**TASK INSTRUCTIONS:**
Write down each entry again, exactly as it reads.

**DATA TO USE:**
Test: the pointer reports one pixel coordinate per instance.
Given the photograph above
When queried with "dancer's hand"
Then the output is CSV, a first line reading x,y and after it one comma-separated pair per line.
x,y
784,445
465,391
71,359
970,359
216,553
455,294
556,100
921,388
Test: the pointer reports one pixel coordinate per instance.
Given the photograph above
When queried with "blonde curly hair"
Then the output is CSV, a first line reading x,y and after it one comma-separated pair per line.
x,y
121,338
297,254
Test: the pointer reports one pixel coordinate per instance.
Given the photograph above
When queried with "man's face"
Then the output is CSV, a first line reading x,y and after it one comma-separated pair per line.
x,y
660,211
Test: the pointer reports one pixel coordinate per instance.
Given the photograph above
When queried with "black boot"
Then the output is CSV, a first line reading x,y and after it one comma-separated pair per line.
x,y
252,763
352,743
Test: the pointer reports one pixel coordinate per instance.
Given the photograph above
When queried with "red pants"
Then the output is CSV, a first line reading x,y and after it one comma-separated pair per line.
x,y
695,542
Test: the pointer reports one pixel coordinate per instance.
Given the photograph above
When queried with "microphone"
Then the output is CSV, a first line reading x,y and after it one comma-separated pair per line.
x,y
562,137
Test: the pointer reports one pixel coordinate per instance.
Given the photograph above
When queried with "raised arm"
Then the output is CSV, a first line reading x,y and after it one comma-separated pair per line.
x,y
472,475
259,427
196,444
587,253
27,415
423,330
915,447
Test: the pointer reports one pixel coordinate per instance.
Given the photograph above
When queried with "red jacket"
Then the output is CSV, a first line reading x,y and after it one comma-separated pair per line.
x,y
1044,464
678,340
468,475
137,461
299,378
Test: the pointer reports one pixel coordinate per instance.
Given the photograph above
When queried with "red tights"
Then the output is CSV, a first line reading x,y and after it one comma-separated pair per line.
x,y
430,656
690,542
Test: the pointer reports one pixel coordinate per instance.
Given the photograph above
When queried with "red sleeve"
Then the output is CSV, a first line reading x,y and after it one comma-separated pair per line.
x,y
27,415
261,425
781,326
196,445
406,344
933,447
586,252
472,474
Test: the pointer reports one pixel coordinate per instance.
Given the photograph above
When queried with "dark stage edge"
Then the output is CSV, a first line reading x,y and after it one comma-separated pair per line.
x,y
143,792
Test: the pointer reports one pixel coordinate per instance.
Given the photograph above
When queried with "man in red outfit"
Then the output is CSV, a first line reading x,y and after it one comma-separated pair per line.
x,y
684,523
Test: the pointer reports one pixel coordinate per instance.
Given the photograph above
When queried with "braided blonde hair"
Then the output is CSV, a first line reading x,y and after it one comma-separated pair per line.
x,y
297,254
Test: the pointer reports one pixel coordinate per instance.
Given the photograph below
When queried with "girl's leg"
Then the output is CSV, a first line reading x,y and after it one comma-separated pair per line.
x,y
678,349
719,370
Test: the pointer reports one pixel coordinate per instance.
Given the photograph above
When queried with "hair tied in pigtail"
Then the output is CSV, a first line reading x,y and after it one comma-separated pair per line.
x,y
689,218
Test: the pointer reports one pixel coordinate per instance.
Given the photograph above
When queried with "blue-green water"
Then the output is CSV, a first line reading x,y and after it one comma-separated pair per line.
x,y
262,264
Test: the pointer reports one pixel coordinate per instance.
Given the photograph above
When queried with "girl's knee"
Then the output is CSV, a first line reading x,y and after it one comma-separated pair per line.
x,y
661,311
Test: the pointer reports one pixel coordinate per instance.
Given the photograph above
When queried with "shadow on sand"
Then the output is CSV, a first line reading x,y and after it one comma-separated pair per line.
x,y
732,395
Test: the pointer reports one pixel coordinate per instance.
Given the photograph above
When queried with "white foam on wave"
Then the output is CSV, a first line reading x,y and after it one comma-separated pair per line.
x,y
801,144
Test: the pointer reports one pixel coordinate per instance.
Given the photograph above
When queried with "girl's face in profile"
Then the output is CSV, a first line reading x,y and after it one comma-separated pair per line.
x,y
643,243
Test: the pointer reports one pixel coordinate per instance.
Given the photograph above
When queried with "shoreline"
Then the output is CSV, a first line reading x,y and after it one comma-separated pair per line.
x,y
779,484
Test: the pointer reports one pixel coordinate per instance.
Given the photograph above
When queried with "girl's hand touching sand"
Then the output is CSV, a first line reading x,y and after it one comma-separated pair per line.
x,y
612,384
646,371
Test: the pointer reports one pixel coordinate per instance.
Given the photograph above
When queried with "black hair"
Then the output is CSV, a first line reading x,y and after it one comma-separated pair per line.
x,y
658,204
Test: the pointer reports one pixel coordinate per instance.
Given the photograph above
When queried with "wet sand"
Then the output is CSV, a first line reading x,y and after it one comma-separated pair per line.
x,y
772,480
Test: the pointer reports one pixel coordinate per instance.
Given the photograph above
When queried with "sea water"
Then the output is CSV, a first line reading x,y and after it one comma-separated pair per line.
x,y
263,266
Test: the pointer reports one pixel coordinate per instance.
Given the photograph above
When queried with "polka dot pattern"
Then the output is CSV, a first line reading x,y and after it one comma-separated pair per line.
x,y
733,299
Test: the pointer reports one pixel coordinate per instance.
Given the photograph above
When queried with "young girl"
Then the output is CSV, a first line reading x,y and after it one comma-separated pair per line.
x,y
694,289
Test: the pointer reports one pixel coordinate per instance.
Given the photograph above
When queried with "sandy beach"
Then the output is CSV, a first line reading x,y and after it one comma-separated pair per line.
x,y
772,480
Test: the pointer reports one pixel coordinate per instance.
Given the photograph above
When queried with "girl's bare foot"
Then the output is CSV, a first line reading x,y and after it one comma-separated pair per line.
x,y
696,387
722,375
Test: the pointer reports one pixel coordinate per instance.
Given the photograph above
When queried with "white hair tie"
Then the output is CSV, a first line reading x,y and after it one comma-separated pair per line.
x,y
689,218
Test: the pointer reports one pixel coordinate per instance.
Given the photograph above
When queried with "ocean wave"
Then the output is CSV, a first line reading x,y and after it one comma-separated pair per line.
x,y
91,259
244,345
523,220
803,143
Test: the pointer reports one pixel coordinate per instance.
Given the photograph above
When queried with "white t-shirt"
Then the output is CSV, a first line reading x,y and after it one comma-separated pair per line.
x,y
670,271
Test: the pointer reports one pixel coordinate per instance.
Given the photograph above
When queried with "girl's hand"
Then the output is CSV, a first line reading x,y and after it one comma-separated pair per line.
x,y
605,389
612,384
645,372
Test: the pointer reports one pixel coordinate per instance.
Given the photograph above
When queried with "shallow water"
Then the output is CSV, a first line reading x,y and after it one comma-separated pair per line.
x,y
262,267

**FULL RESPONSE:**
Test: the pointer reports one pixel coordinate per instance.
Given the photograph above
When queried with "dancer's hand"
Then the output is CSV, a first line reading x,y and after it one comma-separated pair per line.
x,y
784,445
465,391
71,359
970,359
216,553
455,294
556,100
921,388
Test: the pointer reports one pixel coordinate per instance.
Given the photograph above
When queried with "blonde curly hair"
Then the output is CSV, a first line reading x,y and after it one comma-separated pair per line.
x,y
121,338
297,254
Test: the pointer reports one pixel coordinate per instance.
Given the photograph above
When queried with "man's face"
Then the output is CSV, a first line reading x,y and after it one comma-separated pair per line.
x,y
660,211
Test: the pointer reports one pixel coordinate per instance.
Given the photograph above
When queried with "black boot"
Then the output is CSV, a first line reading x,y and after it one comma-separated pair per line.
x,y
252,763
352,743
Test: the pointer reports one pixel coordinate per instance.
Given the photograph above
When queried with "red pants"
Then the output is CSV, a first line reading x,y and after it one comma-separated pair per line.
x,y
695,542
Test: the pointer reports one pixel coordinate per instance.
Given the photograph above
When queried with "microphone"
Then the output is CSV, a first line reading x,y and after it one comma-separated pair per line.
x,y
562,137
Test: the pointer reports one pixel coordinate per instance.
Given the photograph above
When queried with "raised arm"
Then the output is CSV, a first line reading x,y and after it one comma-separated pair per line.
x,y
472,475
259,427
196,444
587,253
27,415
423,330
915,447
Test: the pointer reports one pixel coordinate per instance.
Given the photograph above
When queried with "red jacket"
Then the output is CSV, a first line reading x,y and after it one comma-separated pair per line.
x,y
1044,464
678,340
468,475
137,461
299,378
Test: the pointer reports one pixel coordinate per instance.
Given the photograph above
When queried with "red tights"
Then the output is CSV, a first line reading x,y and after it one comma-separated pair per line.
x,y
430,656
690,542
Test: the pointer reports one pixel coordinate per instance.
Given the photograph above
When queried with "red sleeve"
Then the output is CSV, a first line reading x,y and after it one comma-separated pair per line.
x,y
27,415
261,425
781,326
196,445
406,344
933,447
586,252
472,474
Test: the pointer reports one pixel coordinate per instance.
Given the photograph above
When queried with "dark stage edge"
Then the output is CSV, a first line reading x,y and after it one comma-separated pair per line.
x,y
143,792
Test: the pointer reports one pixel coordinate per instance.
Given the photograph above
When queried with "man in red outfit"
Then the output is CSV, a first line reading x,y and after it one comma-separated pair per line.
x,y
684,523
Test: the pointer reports one pixel coordinate per instance.
Given the photograph above
When queried with "braided blonde hair"
Then the output is CSV, a first line reading x,y and after it one comma-separated pair per line.
x,y
297,254
Test: the pointer reports one pixel coordinate per instance.
Given the photograph below
When queried with "girl's leg"
Then the output is CSV, a first line reading x,y and after it one comma-separated pair per line.
x,y
678,349
719,370
Test: the pointer reports one pixel coordinate per instance.
Given the photograph above
When queried with "hair tied in pigtail"
Then the output is CSV, a first line reading x,y and after it one comma-separated pair per line.
x,y
689,218
Test: the pointer reports one pixel coordinate per instance.
Given the photograph above
When queried with "blue-green water"
Then the output is CSV, a first line reading x,y and after it one comma-separated pair per line.
x,y
262,264
Test: the pointer reports one pixel coordinate per instance.
Given the photograph above
When queried with "girl's knee"
Then the output is CSV, a first line reading x,y and after it one comma-separated pair per line.
x,y
661,311
Test: the pointer reports one pixel coordinate per instance.
Given the photograph above
When queried with "shadow on sand"
Then the output is CSV, a first line reading x,y and after it one comma-separated pair per line.
x,y
732,395
Test: the pointer reports one pixel coordinate per instance.
Given the photograph above
When queried with "white foam on wave"
Then the output is CSV, a first line reading x,y and after it one comma-separated pair per line.
x,y
801,144
Test: the pointer reports one pixel coordinate per instance.
Given the photograph above
When queried with "girl's face in profile"
Then the output is CSV, a first line reading x,y and after it one comma-separated pair per line.
x,y
643,243
Test: the pointer reports one pixel coordinate per instance.
Given the photograph above
When queried with "shoreline"
Then the output is CSV, a first line reading x,y and after it one comma-separated pair per line.
x,y
779,484
Test: the pointer reports one pixel coordinate per instance.
Given the photograph above
When queried with "girl's hand touching sand"
Then the output is CSV, a first line reading x,y and after it one comma-separated pair per line.
x,y
612,384
646,371
Test: the pointer reports one pixel coordinate per instance.
Given the photograph above
When queried with "black hair"
Then the output is CSV, a first line reading x,y and after it one comma-separated pair per line.
x,y
658,204
Test: the pointer reports one pixel coordinate per instance.
Given the photograph above
When queried with "wet sand"
Then the output is CSV, a first line reading x,y and after it one comma-separated pair per line.
x,y
772,480
Test: the pointer reports one pixel coordinate per instance.
Given the photograph above
When queried with "sea water"
Then the output is CSV, a first line reading x,y and after it one comma-separated pair per line.
x,y
263,266
Test: the pointer reports one pixel coordinate per instance.
Given the photograph above
When queried with "polka dot pattern"
Then the output is CSV, a first line reading x,y and after it one comma-separated pair per line.
x,y
733,299
Test: the pointer reports one pixel coordinate per instance.
Given the photograph above
When queried with "young girl"
Then the output is CSV, a first line reading x,y and after it one comma-separated pair per line.
x,y
694,289
Test: the pointer reports one pixel coordinate per instance.
Given the photograph above
When queried with "sandy beach"
Then the output is CSV, a first line reading x,y and after it one comma-separated pair per line.
x,y
772,480
Test: the pointer reports one pixel coordinate per instance.
Given the photograph above
When queried with "girl's bare foot"
Then the output is CSV, a first line reading x,y and after it one comma-separated pair per line.
x,y
696,387
722,375
Test: the pointer reports one pixel coordinate per instance.
Given the photograph above
When queried with "white hair tie"
Then the output is CSV, a first line reading x,y and after it one comma-separated pair per line.
x,y
689,218
Test: the pointer reports one pixel coordinate per instance.
Given the photograph above
When queried with "ocean wave"
Then the output is CSV, a first line reading x,y and after it one comma-separated pair per line.
x,y
91,259
244,345
523,220
803,143
Test: the pointer reports one pixel coordinate per instance.
Given the photograph above
When queried with "white t-shirt"
Then the output is CSV, a first line reading x,y and after it one comma-separated pair per line.
x,y
670,271
Test: the pointer reports one pixel coordinate per instance.
Given the photograph above
When queried with "girl's hand"
Then the output is CSV, a first line reading x,y and after it one comma-separated pair per line.
x,y
605,389
612,384
645,372
Test: the pointer reports one pixel coordinate per instance.
Given the photograph above
When queried with "shallow water"
Then the output is CSV, a first line reading x,y and after it one comma-separated pair per line.
x,y
262,267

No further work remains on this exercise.